WHAT TO PRODUCE: Write out the listing below exactly, and omit any images you find in it.

SUPPLIED DATA:
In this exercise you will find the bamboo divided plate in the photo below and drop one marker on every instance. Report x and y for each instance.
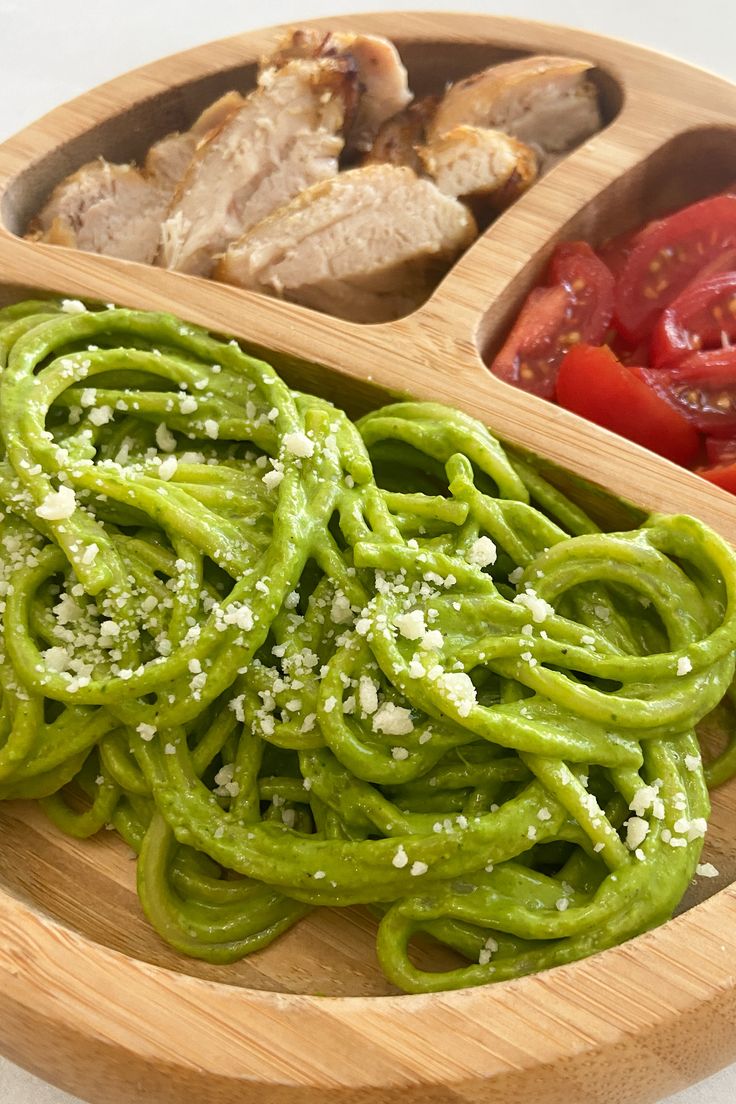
(89, 998)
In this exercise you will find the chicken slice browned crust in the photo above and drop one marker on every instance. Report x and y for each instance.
(478, 163)
(102, 208)
(285, 137)
(117, 209)
(398, 138)
(368, 245)
(382, 80)
(548, 103)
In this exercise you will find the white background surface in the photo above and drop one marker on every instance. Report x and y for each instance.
(53, 50)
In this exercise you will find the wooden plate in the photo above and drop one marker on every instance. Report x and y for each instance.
(89, 998)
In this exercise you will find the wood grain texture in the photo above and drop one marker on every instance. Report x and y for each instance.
(89, 998)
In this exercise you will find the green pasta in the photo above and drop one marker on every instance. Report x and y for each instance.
(298, 661)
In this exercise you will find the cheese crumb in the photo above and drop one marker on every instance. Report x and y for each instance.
(168, 467)
(57, 506)
(164, 438)
(401, 859)
(459, 688)
(298, 444)
(272, 479)
(482, 552)
(368, 694)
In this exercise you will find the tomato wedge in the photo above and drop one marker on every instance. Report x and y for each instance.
(702, 317)
(702, 388)
(577, 306)
(665, 256)
(595, 384)
(723, 475)
(721, 450)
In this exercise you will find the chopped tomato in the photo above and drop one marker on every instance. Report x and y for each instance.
(703, 388)
(721, 450)
(702, 317)
(616, 251)
(595, 384)
(723, 475)
(627, 353)
(667, 256)
(577, 306)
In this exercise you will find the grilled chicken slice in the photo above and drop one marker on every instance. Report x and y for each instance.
(368, 245)
(382, 80)
(397, 139)
(169, 159)
(480, 165)
(548, 103)
(116, 209)
(285, 137)
(102, 208)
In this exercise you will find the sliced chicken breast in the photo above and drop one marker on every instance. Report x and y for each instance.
(169, 159)
(398, 138)
(481, 165)
(102, 208)
(368, 245)
(548, 103)
(382, 80)
(285, 137)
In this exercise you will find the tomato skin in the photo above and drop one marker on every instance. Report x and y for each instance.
(576, 306)
(723, 475)
(696, 319)
(665, 256)
(720, 450)
(702, 386)
(595, 384)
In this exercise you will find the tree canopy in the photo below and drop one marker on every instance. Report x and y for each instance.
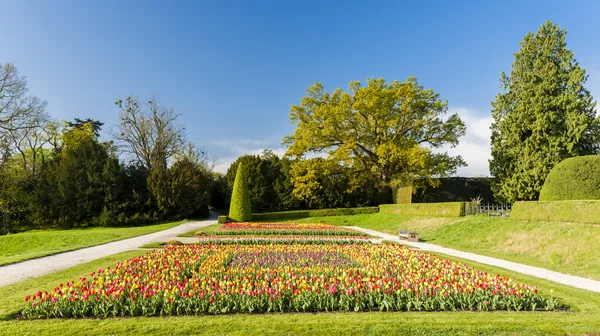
(543, 116)
(394, 131)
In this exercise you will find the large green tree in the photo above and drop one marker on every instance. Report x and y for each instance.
(81, 185)
(389, 130)
(543, 115)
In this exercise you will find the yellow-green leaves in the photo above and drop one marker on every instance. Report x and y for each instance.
(381, 129)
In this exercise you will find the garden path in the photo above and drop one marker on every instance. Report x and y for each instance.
(565, 279)
(32, 268)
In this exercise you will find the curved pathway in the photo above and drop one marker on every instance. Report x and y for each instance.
(565, 279)
(32, 268)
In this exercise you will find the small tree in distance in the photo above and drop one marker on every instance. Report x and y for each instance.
(240, 209)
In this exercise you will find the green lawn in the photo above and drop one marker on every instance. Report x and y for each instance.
(563, 247)
(34, 244)
(581, 319)
(208, 229)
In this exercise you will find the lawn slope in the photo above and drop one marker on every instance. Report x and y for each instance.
(581, 319)
(563, 247)
(34, 244)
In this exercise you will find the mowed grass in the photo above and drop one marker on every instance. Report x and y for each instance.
(211, 229)
(34, 244)
(582, 317)
(563, 247)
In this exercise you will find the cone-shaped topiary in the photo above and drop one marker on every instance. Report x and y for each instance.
(239, 210)
(577, 178)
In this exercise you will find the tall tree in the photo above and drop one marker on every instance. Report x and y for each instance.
(81, 185)
(17, 106)
(385, 129)
(151, 135)
(78, 123)
(543, 116)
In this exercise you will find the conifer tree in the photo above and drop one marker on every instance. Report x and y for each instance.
(240, 209)
(543, 116)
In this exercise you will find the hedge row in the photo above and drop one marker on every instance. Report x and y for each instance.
(576, 178)
(313, 213)
(562, 211)
(447, 209)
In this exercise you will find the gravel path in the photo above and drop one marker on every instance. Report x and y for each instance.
(13, 273)
(565, 279)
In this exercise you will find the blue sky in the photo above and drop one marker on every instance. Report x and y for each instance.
(233, 68)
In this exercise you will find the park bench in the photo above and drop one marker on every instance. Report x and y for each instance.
(409, 235)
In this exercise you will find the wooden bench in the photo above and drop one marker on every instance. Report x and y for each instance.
(409, 235)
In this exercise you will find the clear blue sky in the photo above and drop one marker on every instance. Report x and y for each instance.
(233, 68)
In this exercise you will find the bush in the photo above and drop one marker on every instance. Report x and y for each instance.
(576, 178)
(455, 189)
(240, 210)
(446, 209)
(403, 195)
(561, 211)
(313, 213)
(174, 243)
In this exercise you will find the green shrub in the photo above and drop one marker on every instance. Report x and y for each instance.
(560, 211)
(403, 195)
(576, 178)
(313, 213)
(446, 209)
(240, 210)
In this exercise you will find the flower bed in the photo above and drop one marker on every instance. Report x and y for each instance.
(287, 240)
(216, 279)
(257, 229)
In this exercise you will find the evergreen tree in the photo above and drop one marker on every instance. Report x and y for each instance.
(240, 210)
(543, 115)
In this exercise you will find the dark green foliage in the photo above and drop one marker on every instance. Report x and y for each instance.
(268, 184)
(446, 209)
(558, 211)
(456, 189)
(240, 209)
(189, 187)
(312, 213)
(220, 193)
(80, 187)
(576, 178)
(543, 116)
(403, 195)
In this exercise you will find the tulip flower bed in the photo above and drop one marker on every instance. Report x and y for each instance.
(258, 229)
(215, 279)
(258, 240)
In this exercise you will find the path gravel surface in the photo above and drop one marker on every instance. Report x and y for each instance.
(565, 279)
(32, 268)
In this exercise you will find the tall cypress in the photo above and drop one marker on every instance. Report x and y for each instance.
(240, 209)
(544, 115)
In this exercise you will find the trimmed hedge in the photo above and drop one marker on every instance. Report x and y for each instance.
(576, 178)
(313, 213)
(446, 209)
(560, 211)
(240, 210)
(456, 189)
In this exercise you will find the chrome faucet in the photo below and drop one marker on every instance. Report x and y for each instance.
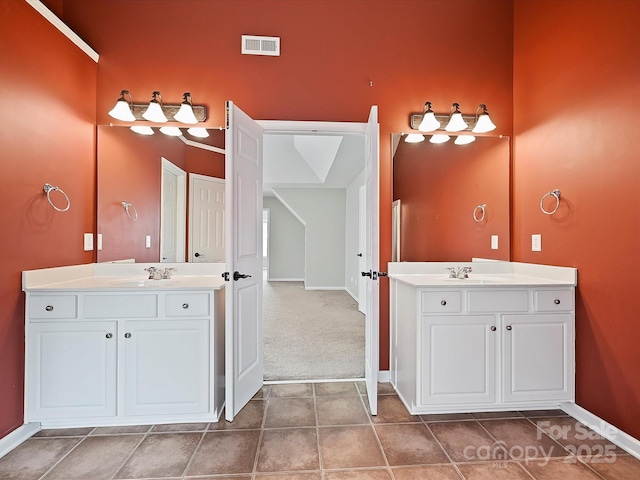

SOLVED EXERCISE:
In this exercise you will find the bamboo divided plate in the photo below and drop one marker on every instance. Report x and y for each instance.
(89, 998)
In this exercise you will find the chicken slice browned crust in the photo above and drop one marker on every instance. Report x and y for each instance.
(478, 163)
(102, 208)
(285, 137)
(117, 209)
(398, 138)
(368, 245)
(382, 80)
(548, 103)
In this exercise you will find the white background surface in the photo above and drop one marker on every instance. Report x and y for each instance.
(53, 50)
In this exercise you will find the wooden plate in the photo above and drop one marker on every instance. Report x and y for each instance.
(89, 998)
In this exercise you will find the wood grain texture in the photo above and drop one marker on every instance. Report x and y for each instance.
(89, 998)
In this exercise you will find the green pasta in the photo above and drop one marker on every instance. Report x and y for each instance.
(298, 661)
In this exercise you will find the cheese crumb in the photo above and drop one marker on every instance. Report x and y for each instance.
(168, 467)
(57, 506)
(164, 438)
(401, 859)
(459, 688)
(298, 444)
(272, 479)
(482, 552)
(368, 694)
In this exercise you will find the tomato wedge in the photo above and drop one marker on every instance. Report x and y for each instance.
(702, 317)
(702, 388)
(577, 306)
(665, 256)
(595, 384)
(723, 475)
(721, 450)
In this exercise you will find the chopped tomato in the photo above and drop one marker on every instance. Report x and y for each instance.
(703, 388)
(721, 450)
(702, 317)
(616, 251)
(595, 384)
(723, 475)
(627, 353)
(667, 256)
(577, 306)
In this exercise you will find the grilled chicken slice in the photo above and drop one marker on every instance. Report x and y for each instance.
(368, 245)
(382, 80)
(397, 139)
(169, 159)
(480, 165)
(548, 103)
(116, 209)
(285, 137)
(102, 208)
In this exercise you will find the sliced chicken breast in the photo above and drop one marker on every instance. Report x and y for each instance.
(169, 159)
(398, 138)
(481, 165)
(102, 208)
(368, 245)
(548, 103)
(382, 80)
(285, 137)
In this exercise you will find the tomato skin in the photo above and drop one marker on every instance. Report x and y for each instance.
(576, 306)
(723, 475)
(696, 319)
(665, 256)
(720, 450)
(702, 386)
(595, 384)
In this exercise you will find the tree canopy in the photo below and drop one marker on every instance. Report x and y for each instance.
(543, 116)
(394, 131)
In this exercise you will find the large green tree in the photo above and drop one marker on every instance. Report x and y for each instance.
(81, 185)
(389, 130)
(543, 115)
In this exercise you will find the yellow-green leaves in the photo above and drop one marker on every instance. Report x and y for each instance.
(381, 129)
In this exercise you will find the garden path in the photo above and drop one marker on every instance. Report x and y for each instance.
(565, 279)
(32, 268)
In this exercise you will find the curved pathway in the photo above and drop one marker on every instance. Report x and y for each instance.
(565, 279)
(32, 268)
In this exercise you will find the small tree in distance in the photo above and drop one marker on every instance. Report x and y for each instance.
(240, 209)
In this exercise you will find the green lawn in the photo above and drop one marker on every instance. Report x and y for each instance.
(563, 247)
(34, 244)
(581, 319)
(208, 229)
In this exercise you will find the lawn slope in the photo above and drop one marker on every instance. Report x and y for each instance.
(581, 319)
(563, 247)
(34, 244)
In this exercise you will find the mowed grass in the photo above and drop one marker on every instance. Report x and y for each instance.
(211, 229)
(34, 244)
(582, 317)
(563, 247)
In this exercise you will find the cone-shaped topiary in the photo above and drop one marker on every instance. Report x and y for each instance.
(239, 210)
(577, 178)
In this exercise you will find the tall tree in the photo above and drop one marker on every instance. Report x and y for each instance.
(81, 185)
(17, 106)
(385, 129)
(151, 135)
(78, 123)
(543, 116)
In this exercise you will find the conifer tree in the photo above and drop one marker on every instance. Report x and y for each instance.
(240, 209)
(543, 116)
In this exercise you will find the hedge row in the photo above and drop one marker on every instance. Report x and y for each instance.
(576, 178)
(313, 213)
(562, 211)
(447, 209)
In this exercise you will find the gravel path in the photo above and drop one marker on every instance. Report x and y for each instance.
(13, 273)
(565, 279)
In this exercise you will find the blue sky in the photo above and drop one marker on every instance. Report x and y for each instance.
(233, 68)
In this exercise you will find the park bench in the photo above and drop one marker on every instance. Report x and y for each instance.
(409, 235)
In this exercise you will find the wooden bench in the photo above and drop one marker on every instance. Report x and y for each instance.
(409, 235)
In this exercise you will find the clear blue sky in the photo above and drop one marker on every instance. Report x and y for each instance.
(233, 68)
In this exercise you will find the bush in the photo above and drop one marker on every instance. Report x and y for each instance.
(576, 178)
(455, 189)
(240, 210)
(446, 209)
(403, 195)
(561, 211)
(313, 213)
(174, 243)
In this exercise you will find the green shrub in the photo above and drop one marker on every instance. Report x and y for each instance.
(560, 211)
(403, 195)
(576, 178)
(313, 213)
(446, 209)
(240, 210)
In this exercise you will find the flower bed in the photo above and drop one marker on every instance. Report x and y for each instance.
(287, 240)
(216, 279)
(257, 229)
In this exercise you will find the evergreen tree in the photo above and drop one marker on every instance. Report x and y for each instance.
(240, 210)
(543, 115)
In this exercise you will find the dark green foliage in the photo above and drop one marker on every instance. Report x and y for each instance.
(268, 184)
(446, 209)
(558, 211)
(456, 189)
(240, 209)
(189, 187)
(312, 213)
(220, 193)
(80, 187)
(576, 178)
(543, 116)
(403, 195)
In this exercise you will find the tulip flower bed in the photo above and drop one marker on every instance. Report x and y for each instance.
(258, 229)
(215, 279)
(258, 240)
In this exercise you will find the path gravel surface in the photo above and drop one marker on every instance. Report x and y for each instance.
(565, 279)
(32, 268)
In this exercise you will find the tall cypress in the photo above and drop one marker on every instance. Report x and y for each instance.
(240, 209)
(544, 115)
In this exercise you will find the trimmed hedge in the photo above and drop one marker on every instance. Report x and y for each instance.
(576, 178)
(313, 213)
(446, 209)
(560, 211)
(240, 210)
(456, 189)
In this exercise you will find the chrome faucet in the photo below and drop one marker on every instance. Report x and y for each instance.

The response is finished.